* _Objective_
Identify each line in the listing below that contains the string "strap", and copy those lines.

[Segmentation data]
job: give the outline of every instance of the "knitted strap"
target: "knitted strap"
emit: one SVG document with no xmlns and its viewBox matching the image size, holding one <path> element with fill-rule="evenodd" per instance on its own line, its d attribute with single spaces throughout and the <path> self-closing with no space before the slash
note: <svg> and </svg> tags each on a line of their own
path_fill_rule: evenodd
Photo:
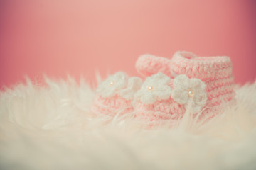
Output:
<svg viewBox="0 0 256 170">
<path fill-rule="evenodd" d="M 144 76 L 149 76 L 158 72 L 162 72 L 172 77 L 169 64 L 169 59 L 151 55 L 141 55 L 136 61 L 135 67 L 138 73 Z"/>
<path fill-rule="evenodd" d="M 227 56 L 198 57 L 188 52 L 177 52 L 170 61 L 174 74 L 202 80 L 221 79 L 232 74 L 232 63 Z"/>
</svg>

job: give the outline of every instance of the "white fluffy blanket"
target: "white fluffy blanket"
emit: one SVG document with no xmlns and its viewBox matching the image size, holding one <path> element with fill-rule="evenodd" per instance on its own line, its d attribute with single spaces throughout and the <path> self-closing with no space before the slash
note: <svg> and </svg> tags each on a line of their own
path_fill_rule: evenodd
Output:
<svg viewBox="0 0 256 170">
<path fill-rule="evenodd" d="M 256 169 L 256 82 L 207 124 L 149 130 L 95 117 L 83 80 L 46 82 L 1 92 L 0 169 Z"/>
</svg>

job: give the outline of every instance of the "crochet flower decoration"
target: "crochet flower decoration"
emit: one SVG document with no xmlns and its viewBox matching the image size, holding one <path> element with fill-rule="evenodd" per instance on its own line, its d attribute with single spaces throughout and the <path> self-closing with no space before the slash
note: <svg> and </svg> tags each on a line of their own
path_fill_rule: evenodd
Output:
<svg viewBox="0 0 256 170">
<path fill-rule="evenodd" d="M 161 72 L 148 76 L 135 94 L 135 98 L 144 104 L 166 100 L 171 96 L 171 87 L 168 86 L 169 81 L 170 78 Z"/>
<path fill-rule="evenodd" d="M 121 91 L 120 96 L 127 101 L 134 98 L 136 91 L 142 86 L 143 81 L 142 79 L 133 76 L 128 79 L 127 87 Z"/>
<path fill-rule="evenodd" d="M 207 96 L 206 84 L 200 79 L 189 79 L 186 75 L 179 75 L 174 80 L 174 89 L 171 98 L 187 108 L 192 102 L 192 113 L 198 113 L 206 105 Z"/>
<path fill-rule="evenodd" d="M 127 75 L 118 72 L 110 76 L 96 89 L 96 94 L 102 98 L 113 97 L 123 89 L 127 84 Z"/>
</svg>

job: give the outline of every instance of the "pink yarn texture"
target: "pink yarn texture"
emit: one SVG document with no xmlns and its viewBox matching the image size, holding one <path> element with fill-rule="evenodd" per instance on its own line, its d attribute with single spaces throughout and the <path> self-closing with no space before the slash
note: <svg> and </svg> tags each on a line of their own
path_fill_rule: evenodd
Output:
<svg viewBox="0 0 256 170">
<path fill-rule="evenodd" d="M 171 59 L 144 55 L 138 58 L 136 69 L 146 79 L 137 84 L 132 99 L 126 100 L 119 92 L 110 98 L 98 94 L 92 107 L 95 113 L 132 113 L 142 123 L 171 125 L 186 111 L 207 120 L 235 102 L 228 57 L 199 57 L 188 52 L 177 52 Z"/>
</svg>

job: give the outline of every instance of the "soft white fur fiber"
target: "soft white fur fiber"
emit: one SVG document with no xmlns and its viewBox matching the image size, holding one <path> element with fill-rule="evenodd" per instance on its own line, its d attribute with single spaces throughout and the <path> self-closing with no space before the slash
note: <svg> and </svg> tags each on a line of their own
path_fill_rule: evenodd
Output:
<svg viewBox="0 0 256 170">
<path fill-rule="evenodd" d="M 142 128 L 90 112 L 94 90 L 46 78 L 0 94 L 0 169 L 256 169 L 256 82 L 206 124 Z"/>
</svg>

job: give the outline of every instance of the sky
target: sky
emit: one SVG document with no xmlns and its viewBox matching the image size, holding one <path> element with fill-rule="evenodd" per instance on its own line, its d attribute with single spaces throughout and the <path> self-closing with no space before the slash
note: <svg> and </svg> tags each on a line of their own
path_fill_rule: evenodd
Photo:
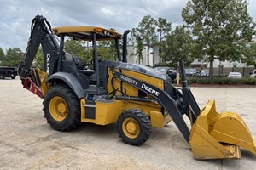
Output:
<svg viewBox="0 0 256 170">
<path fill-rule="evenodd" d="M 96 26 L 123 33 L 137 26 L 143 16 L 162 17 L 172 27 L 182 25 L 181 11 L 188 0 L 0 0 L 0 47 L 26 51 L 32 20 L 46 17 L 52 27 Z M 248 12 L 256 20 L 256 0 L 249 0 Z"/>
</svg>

---

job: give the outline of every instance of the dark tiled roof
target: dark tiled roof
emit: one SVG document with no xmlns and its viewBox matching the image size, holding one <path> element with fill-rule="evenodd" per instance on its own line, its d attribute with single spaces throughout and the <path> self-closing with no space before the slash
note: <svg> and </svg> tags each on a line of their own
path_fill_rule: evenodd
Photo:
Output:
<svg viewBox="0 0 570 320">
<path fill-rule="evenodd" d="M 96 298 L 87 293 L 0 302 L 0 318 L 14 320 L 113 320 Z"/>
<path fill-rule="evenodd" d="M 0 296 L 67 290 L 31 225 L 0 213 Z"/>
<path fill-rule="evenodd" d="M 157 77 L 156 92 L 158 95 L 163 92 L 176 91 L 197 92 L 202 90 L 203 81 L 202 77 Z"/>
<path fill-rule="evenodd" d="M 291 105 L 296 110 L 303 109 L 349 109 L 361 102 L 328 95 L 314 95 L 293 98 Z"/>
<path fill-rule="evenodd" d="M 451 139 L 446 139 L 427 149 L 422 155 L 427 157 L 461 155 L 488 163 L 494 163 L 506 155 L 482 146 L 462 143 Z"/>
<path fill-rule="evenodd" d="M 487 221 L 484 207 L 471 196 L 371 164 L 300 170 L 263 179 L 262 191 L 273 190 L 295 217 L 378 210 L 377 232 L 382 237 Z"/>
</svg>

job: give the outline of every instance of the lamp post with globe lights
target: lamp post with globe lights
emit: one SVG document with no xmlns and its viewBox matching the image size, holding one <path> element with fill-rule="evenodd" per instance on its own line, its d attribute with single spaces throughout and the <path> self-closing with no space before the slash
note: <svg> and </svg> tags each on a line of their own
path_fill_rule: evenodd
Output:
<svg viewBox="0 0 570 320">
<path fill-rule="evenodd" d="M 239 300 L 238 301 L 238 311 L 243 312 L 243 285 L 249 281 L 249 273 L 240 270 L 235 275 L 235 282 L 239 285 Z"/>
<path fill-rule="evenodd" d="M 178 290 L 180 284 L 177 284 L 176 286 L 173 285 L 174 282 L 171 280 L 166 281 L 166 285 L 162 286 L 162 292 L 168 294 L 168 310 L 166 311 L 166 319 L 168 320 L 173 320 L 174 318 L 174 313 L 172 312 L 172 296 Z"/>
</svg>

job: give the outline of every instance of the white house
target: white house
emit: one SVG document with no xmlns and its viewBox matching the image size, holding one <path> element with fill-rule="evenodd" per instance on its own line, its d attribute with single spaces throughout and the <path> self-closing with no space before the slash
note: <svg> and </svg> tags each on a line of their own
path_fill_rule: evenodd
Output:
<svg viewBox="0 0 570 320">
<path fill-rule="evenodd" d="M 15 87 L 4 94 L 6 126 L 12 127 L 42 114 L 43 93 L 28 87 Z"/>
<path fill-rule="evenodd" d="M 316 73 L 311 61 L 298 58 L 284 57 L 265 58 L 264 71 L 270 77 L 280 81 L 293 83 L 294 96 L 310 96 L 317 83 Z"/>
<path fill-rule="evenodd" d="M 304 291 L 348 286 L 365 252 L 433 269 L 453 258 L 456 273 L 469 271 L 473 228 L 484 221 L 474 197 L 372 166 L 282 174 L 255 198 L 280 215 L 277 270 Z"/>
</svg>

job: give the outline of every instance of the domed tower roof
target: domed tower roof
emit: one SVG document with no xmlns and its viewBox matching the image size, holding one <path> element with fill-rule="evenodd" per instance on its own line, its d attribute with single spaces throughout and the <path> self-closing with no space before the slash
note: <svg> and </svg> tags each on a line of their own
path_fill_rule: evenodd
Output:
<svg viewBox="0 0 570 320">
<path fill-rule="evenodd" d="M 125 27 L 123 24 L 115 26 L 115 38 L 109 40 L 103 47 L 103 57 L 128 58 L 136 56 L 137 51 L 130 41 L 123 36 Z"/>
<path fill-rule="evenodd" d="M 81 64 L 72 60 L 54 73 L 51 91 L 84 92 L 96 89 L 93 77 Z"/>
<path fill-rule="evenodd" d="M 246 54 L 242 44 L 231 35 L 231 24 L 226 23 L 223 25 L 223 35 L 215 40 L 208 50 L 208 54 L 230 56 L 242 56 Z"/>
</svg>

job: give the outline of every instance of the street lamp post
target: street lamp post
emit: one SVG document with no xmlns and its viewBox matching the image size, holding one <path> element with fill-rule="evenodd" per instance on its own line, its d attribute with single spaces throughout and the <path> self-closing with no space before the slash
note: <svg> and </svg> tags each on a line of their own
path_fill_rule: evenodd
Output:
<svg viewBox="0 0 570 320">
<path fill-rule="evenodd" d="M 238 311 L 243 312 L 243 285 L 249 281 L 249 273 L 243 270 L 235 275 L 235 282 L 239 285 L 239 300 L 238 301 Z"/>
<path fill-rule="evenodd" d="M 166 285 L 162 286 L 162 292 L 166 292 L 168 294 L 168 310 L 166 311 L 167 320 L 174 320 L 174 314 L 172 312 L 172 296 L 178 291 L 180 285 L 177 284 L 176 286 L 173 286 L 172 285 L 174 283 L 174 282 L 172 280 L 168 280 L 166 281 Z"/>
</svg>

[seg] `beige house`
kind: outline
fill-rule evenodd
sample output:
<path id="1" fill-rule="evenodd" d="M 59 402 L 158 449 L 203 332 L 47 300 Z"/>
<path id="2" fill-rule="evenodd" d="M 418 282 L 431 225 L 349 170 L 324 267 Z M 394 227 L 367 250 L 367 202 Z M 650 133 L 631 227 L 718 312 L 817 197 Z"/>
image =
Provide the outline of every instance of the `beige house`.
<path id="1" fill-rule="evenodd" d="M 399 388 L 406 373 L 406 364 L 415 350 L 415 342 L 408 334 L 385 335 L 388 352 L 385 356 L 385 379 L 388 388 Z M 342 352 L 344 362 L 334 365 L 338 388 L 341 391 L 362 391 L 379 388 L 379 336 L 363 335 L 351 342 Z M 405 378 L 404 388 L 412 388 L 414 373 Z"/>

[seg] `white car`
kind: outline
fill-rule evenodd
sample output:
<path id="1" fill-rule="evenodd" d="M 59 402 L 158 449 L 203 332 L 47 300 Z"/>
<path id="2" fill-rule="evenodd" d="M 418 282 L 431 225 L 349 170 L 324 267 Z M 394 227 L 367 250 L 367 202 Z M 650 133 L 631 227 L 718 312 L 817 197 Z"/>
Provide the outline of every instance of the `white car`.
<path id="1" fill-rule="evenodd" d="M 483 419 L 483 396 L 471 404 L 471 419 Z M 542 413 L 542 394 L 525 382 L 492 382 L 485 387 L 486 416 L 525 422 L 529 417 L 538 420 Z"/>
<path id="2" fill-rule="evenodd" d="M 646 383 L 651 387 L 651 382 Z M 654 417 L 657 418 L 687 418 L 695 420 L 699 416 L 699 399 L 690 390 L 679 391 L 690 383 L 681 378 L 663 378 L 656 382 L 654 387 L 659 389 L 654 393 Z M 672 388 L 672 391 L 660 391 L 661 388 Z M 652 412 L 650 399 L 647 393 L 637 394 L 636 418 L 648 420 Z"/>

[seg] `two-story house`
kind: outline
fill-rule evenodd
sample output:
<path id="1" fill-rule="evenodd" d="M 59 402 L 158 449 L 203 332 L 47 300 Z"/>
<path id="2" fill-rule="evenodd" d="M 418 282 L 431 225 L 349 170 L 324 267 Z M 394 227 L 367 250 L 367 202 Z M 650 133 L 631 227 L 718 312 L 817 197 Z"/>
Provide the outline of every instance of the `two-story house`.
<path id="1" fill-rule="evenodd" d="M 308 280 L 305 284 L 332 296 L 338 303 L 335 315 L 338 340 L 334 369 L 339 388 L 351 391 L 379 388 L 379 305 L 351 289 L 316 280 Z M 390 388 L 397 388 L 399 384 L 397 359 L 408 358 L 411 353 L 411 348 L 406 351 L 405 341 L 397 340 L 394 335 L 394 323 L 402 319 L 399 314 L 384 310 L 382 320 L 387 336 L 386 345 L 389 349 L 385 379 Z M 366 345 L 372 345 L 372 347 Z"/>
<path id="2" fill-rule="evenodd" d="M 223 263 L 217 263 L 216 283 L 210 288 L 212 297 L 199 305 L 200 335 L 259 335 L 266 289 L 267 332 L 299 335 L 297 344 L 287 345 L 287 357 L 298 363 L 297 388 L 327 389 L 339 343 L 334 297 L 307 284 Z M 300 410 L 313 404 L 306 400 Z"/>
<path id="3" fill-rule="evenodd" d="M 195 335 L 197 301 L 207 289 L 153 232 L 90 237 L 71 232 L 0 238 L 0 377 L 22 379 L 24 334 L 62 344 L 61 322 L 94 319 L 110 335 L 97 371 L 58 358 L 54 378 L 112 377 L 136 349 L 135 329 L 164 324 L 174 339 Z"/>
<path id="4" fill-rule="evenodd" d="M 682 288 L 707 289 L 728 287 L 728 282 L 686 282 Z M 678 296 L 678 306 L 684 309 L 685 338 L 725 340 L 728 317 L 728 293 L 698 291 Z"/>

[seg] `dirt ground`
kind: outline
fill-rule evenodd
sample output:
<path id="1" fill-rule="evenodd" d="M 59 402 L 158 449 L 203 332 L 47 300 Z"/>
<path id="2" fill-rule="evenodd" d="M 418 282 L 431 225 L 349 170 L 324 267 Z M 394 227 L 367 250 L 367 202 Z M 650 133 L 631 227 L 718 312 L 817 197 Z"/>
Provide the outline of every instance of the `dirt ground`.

* _Response to the task_
job: give the outline of every instance of the "knitted strap"
target: "knitted strap"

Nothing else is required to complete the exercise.